Work to be completed: Each line of the records needs to be written out exactly, with any image left out.

---------- Data provided

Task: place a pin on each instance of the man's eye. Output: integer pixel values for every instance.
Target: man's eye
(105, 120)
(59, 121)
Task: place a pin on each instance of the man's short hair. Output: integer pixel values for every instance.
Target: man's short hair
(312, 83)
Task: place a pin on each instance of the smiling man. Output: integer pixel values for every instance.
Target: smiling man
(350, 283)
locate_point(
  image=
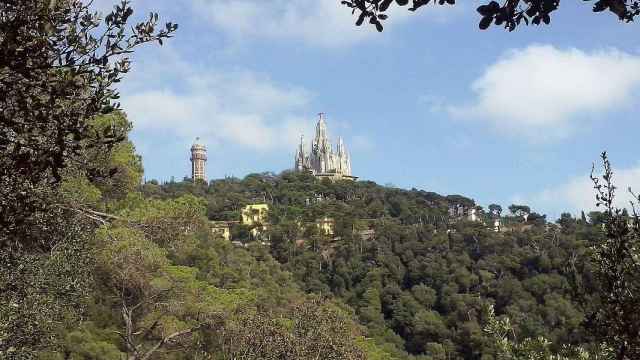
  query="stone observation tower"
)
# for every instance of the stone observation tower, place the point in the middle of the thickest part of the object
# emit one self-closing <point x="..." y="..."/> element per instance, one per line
<point x="323" y="161"/>
<point x="198" y="161"/>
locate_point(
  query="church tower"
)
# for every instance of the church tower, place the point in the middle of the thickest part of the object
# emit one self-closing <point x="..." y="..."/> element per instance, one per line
<point x="323" y="161"/>
<point x="198" y="161"/>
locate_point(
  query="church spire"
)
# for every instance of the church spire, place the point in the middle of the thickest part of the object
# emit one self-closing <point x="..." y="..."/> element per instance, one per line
<point x="323" y="159"/>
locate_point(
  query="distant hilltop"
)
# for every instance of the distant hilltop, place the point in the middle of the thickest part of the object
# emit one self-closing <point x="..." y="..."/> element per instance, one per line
<point x="323" y="161"/>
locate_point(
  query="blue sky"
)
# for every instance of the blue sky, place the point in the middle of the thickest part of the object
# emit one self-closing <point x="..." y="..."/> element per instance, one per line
<point x="431" y="103"/>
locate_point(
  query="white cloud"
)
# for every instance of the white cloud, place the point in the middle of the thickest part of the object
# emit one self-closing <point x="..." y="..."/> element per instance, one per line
<point x="578" y="194"/>
<point x="230" y="107"/>
<point x="545" y="92"/>
<point x="361" y="143"/>
<point x="325" y="23"/>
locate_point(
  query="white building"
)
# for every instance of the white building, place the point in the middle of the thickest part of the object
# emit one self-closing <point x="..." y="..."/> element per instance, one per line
<point x="323" y="161"/>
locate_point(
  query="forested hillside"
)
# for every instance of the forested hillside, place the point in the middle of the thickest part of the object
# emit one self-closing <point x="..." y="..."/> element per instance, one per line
<point x="97" y="264"/>
<point x="421" y="282"/>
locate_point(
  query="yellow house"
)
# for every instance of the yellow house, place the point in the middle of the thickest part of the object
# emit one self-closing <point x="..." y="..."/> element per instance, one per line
<point x="255" y="214"/>
<point x="326" y="225"/>
<point x="221" y="228"/>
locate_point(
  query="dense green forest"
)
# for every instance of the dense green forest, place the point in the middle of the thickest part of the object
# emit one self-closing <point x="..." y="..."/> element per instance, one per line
<point x="96" y="264"/>
<point x="421" y="283"/>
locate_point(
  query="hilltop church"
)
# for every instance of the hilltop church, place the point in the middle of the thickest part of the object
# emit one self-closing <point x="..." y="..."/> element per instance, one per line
<point x="323" y="161"/>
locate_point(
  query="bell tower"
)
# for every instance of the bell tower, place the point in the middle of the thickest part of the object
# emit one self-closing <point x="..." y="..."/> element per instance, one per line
<point x="198" y="161"/>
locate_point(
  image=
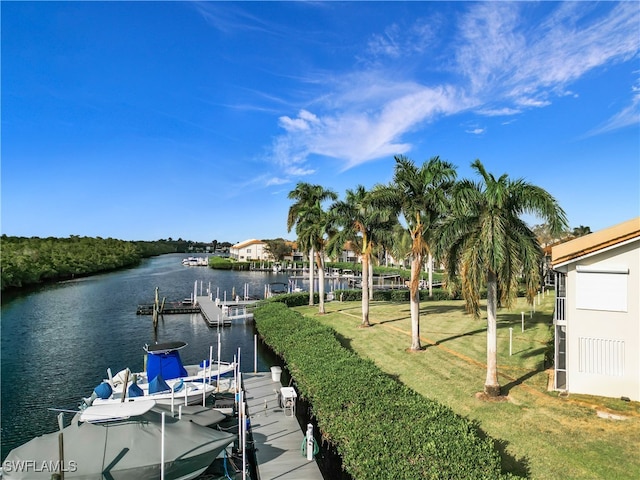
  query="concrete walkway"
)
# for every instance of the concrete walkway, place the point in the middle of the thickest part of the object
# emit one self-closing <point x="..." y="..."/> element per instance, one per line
<point x="277" y="437"/>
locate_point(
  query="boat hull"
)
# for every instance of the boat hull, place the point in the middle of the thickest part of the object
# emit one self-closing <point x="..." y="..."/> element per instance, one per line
<point x="124" y="450"/>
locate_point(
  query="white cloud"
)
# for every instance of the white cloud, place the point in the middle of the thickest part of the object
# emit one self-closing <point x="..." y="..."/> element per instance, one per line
<point x="507" y="58"/>
<point x="368" y="127"/>
<point x="502" y="56"/>
<point x="628" y="116"/>
<point x="498" y="112"/>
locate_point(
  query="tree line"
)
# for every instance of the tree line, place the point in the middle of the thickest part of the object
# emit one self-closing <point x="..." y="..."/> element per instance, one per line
<point x="29" y="261"/>
<point x="473" y="227"/>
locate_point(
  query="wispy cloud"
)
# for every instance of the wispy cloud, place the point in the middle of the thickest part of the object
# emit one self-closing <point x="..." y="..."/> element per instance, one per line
<point x="357" y="134"/>
<point x="502" y="64"/>
<point x="629" y="115"/>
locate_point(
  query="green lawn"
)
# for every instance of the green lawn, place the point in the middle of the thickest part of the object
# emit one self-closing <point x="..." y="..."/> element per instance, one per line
<point x="539" y="432"/>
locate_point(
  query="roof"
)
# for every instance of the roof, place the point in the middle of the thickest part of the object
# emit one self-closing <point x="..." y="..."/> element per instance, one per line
<point x="594" y="242"/>
<point x="246" y="243"/>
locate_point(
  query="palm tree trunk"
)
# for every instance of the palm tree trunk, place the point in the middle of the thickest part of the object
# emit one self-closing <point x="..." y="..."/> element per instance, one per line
<point x="370" y="280"/>
<point x="311" y="276"/>
<point x="320" y="257"/>
<point x="491" y="385"/>
<point x="365" y="290"/>
<point x="414" y="300"/>
<point x="430" y="260"/>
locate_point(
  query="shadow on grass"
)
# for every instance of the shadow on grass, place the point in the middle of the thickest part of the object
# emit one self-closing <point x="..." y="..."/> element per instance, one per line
<point x="511" y="319"/>
<point x="510" y="464"/>
<point x="505" y="389"/>
<point x="460" y="335"/>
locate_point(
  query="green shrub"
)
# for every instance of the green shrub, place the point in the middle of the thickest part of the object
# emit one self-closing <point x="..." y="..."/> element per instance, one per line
<point x="381" y="428"/>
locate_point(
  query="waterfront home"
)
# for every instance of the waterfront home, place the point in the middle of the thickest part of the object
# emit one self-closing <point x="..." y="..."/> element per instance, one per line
<point x="597" y="313"/>
<point x="250" y="250"/>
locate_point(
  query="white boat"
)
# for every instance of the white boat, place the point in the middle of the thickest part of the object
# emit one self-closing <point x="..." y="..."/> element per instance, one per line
<point x="126" y="441"/>
<point x="164" y="358"/>
<point x="166" y="379"/>
<point x="171" y="392"/>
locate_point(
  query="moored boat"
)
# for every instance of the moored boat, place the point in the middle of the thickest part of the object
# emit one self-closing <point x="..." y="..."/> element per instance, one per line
<point x="126" y="441"/>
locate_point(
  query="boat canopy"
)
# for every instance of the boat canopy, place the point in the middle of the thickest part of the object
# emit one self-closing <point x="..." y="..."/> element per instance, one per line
<point x="168" y="364"/>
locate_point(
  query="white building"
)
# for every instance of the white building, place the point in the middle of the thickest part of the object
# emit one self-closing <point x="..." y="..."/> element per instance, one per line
<point x="250" y="250"/>
<point x="597" y="314"/>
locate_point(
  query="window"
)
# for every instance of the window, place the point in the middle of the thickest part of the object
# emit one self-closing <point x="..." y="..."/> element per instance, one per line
<point x="601" y="288"/>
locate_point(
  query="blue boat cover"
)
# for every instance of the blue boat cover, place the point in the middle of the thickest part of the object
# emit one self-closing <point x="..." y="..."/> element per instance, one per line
<point x="103" y="390"/>
<point x="169" y="365"/>
<point x="135" y="391"/>
<point x="158" y="385"/>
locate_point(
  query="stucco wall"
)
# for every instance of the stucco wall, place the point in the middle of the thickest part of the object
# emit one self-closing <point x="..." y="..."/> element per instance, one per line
<point x="603" y="347"/>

--------------------

Written solution:
Task: place a pin on each instance of the man's eye. Output: integer pixel values for every instance.
Target: man's eye
(105, 120)
(59, 121)
Task: place a pin on each instance of the man's short hair. Output: integer pixel values for every instance.
Target: man's short hair
(312, 83)
Task: place a pin on each instance of the smiling man. Output: integer pixel values for every instance.
Target: smiling man
(350, 283)
locate_point(
  image=
  query="stone observation tower"
)
# for every instance of the stone observation tower, place the point in the middle of the thickest part of the object
# emit one self-closing <point x="..." y="..."/> element per instance, one per line
<point x="323" y="161"/>
<point x="198" y="161"/>
locate_point(
  query="church tower"
)
# for every instance of the church tower, place the point in the middle of the thickest part of the object
# emit one self-closing <point x="..." y="..."/> element per instance, one per line
<point x="323" y="161"/>
<point x="198" y="161"/>
locate_point(
  query="church spire"
)
# for every instance of the church spire, place the point in the middle of the thickest part of the object
# emit one self-closing <point x="..." y="..."/> element per instance, one per line
<point x="323" y="159"/>
locate_point(
  query="distant hilltop"
)
# for every instance of the distant hilltop, place the point in the middle of the thickest part of the object
# emit one self-closing <point x="..." y="..."/> element per instance, one per line
<point x="323" y="161"/>
locate_point(
  query="blue sky"
)
# for every instance of the blue sky, place the point in the middle of the thickest part of the object
# emit one self-closing <point x="..." y="..."/> element per instance, one per line
<point x="431" y="103"/>
locate_point(
  query="white cloud"
)
# for every instance of the white cloud, place the point in the middle of the thickest part of the object
# emit one self-closing <point x="..." y="..."/> element per instance, one per line
<point x="578" y="194"/>
<point x="230" y="107"/>
<point x="545" y="92"/>
<point x="361" y="143"/>
<point x="325" y="23"/>
locate_point(
  query="white building"
)
# for every instance of the white building, place the point in the middle of the thickest part of the object
# emit one self-closing <point x="..." y="..."/> element per instance, one per line
<point x="323" y="161"/>
locate_point(
  query="forested hillside"
)
# for every instance of the forested hillside, place the point in the middle of the thickest part of the object
# emit one self-closing <point x="..." y="..."/> element per instance, one per line
<point x="97" y="264"/>
<point x="421" y="282"/>
locate_point(
  query="yellow house"
)
# for every instance of the yellow house, place the point in the middle of the thickest part of the object
# emit one self-closing <point x="..." y="..."/> element per instance, one per line
<point x="255" y="214"/>
<point x="326" y="225"/>
<point x="221" y="228"/>
locate_point(
  query="dense green forest"
)
# for every instance of the dense green forest, place the point in the middle of the thickest part of the object
# emit one self-closing <point x="..." y="..."/> element per instance, one per line
<point x="96" y="264"/>
<point x="421" y="283"/>
locate_point(
  query="hilltop church"
)
# for every instance of the hilltop church, place the point in the middle of the thickest part of the object
# emit one self-closing <point x="..." y="..."/> element per instance, one per line
<point x="323" y="161"/>
locate_point(
  query="bell tower"
)
# for every instance of the bell tower, place the point in the middle of the thickest part of the object
# emit one self-closing <point x="..." y="..."/> element per instance, one per line
<point x="198" y="161"/>
locate_point(
  image=
  query="concrete walkway"
)
# for every instance of the concrete walkway, place the point in the middle of the thickest part of the object
# emit one self-closing <point x="..." y="..."/> element per instance, one per line
<point x="277" y="437"/>
locate_point(
  query="boat hull"
)
# for every instance of the boat hull, place the point in the middle of the thickest part of the object
# emit one self-closing <point x="..." y="..."/> element per instance, one per line
<point x="124" y="450"/>
locate_point(
  query="white cloud"
)
# for every instance of the white cloud, place the point in the middle of the thickest part of the object
# emit one self-closing <point x="..." y="..."/> element per instance, one per line
<point x="507" y="58"/>
<point x="368" y="127"/>
<point x="502" y="56"/>
<point x="628" y="116"/>
<point x="498" y="112"/>
locate_point(
  query="tree line"
)
# for every instance of the tree line, place the point in the middle of the thickest part of the object
# emit one self-closing <point x="..." y="..."/> element per instance, one per line
<point x="29" y="261"/>
<point x="473" y="227"/>
locate_point(
  query="wispy cloud"
)
# for every instance of the wispy cloud, place the point in the middle of the thickest part of the object
# emit one self-closing <point x="..." y="..."/> element per instance, one per line
<point x="357" y="134"/>
<point x="502" y="64"/>
<point x="629" y="115"/>
locate_point(
  query="green lawn"
)
# for every instance of the green lawn, place the point in the middle of the thickest part of the object
# emit one self-closing <point x="..." y="..."/> element per instance, one per line
<point x="539" y="432"/>
locate_point(
  query="roof"
)
# for every instance of the roof, place the point in the middle of the thickest part of the object
# emit one self-closing <point x="..." y="..."/> element per instance, one per line
<point x="594" y="242"/>
<point x="246" y="243"/>
locate_point(
  query="palm tree trunk"
)
# for every instance of the palm tree trunk, place the point in the middle of the thickest part of the object
# emit one self-closing <point x="..." y="..."/> element per instance, one per line
<point x="370" y="280"/>
<point x="311" y="276"/>
<point x="320" y="257"/>
<point x="491" y="385"/>
<point x="365" y="290"/>
<point x="414" y="300"/>
<point x="430" y="260"/>
locate_point(
  query="shadow on grass"
)
# for every instance of the shadow on grass, place the point in the middle of the thickest part of the object
# emit one self-closing <point x="..." y="..."/> element per instance, one per line
<point x="511" y="319"/>
<point x="510" y="464"/>
<point x="505" y="389"/>
<point x="460" y="335"/>
locate_point(
  query="green shrub"
)
# for every instance of the green shrub, place the point in the middle of the thickest part of the object
# emit one self-closing <point x="..." y="..."/> element per instance, one per line
<point x="381" y="428"/>
locate_point(
  query="waterfront home"
)
# for every instance of the waterfront home, place the point in the middle of the thickest part of the object
# emit one self-closing <point x="..." y="..."/> element per instance, one per line
<point x="597" y="313"/>
<point x="250" y="250"/>
locate_point(
  query="white boat"
)
# for every instance of the white boat, place the point in the middle of the thickest part of the object
# emit one self-closing <point x="..." y="..."/> element per instance, one per line
<point x="126" y="441"/>
<point x="164" y="358"/>
<point x="166" y="379"/>
<point x="171" y="392"/>
locate_point(
  query="moored boat"
)
# for every instance of the moored boat, place the point in the middle of the thickest part of the object
# emit one self-closing <point x="..." y="..."/> element per instance, one per line
<point x="126" y="441"/>
locate_point(
  query="boat canopy"
)
# for every instance of the boat canopy, place the point in the middle of the thickest part of the object
# emit one self-closing <point x="..." y="..."/> element per instance, one per line
<point x="168" y="364"/>
locate_point(
  query="white building"
)
# for every instance of the white building, place the point in the middle of the thickest part of the object
# emit one self-closing <point x="..." y="..."/> element per instance, one per line
<point x="250" y="250"/>
<point x="597" y="314"/>
locate_point(
  query="window"
)
# for every instance of the window, place the point in the middle of the thickest part of the object
# emit one self-closing <point x="..." y="..."/> element per instance, one per line
<point x="601" y="288"/>
locate_point(
  query="blue boat cover"
)
# for every instance of the blue boat cover, place the point in the middle of the thickest part of the object
# emit one self-closing <point x="..." y="..."/> element per instance, one per line
<point x="103" y="390"/>
<point x="169" y="365"/>
<point x="135" y="391"/>
<point x="158" y="385"/>
locate_point(
  query="stucco wall"
)
# for every instance of the stucco wall, place the point in the middle of the thickest part of the object
# emit one self-closing <point x="..." y="..."/> element per instance, one per line
<point x="603" y="347"/>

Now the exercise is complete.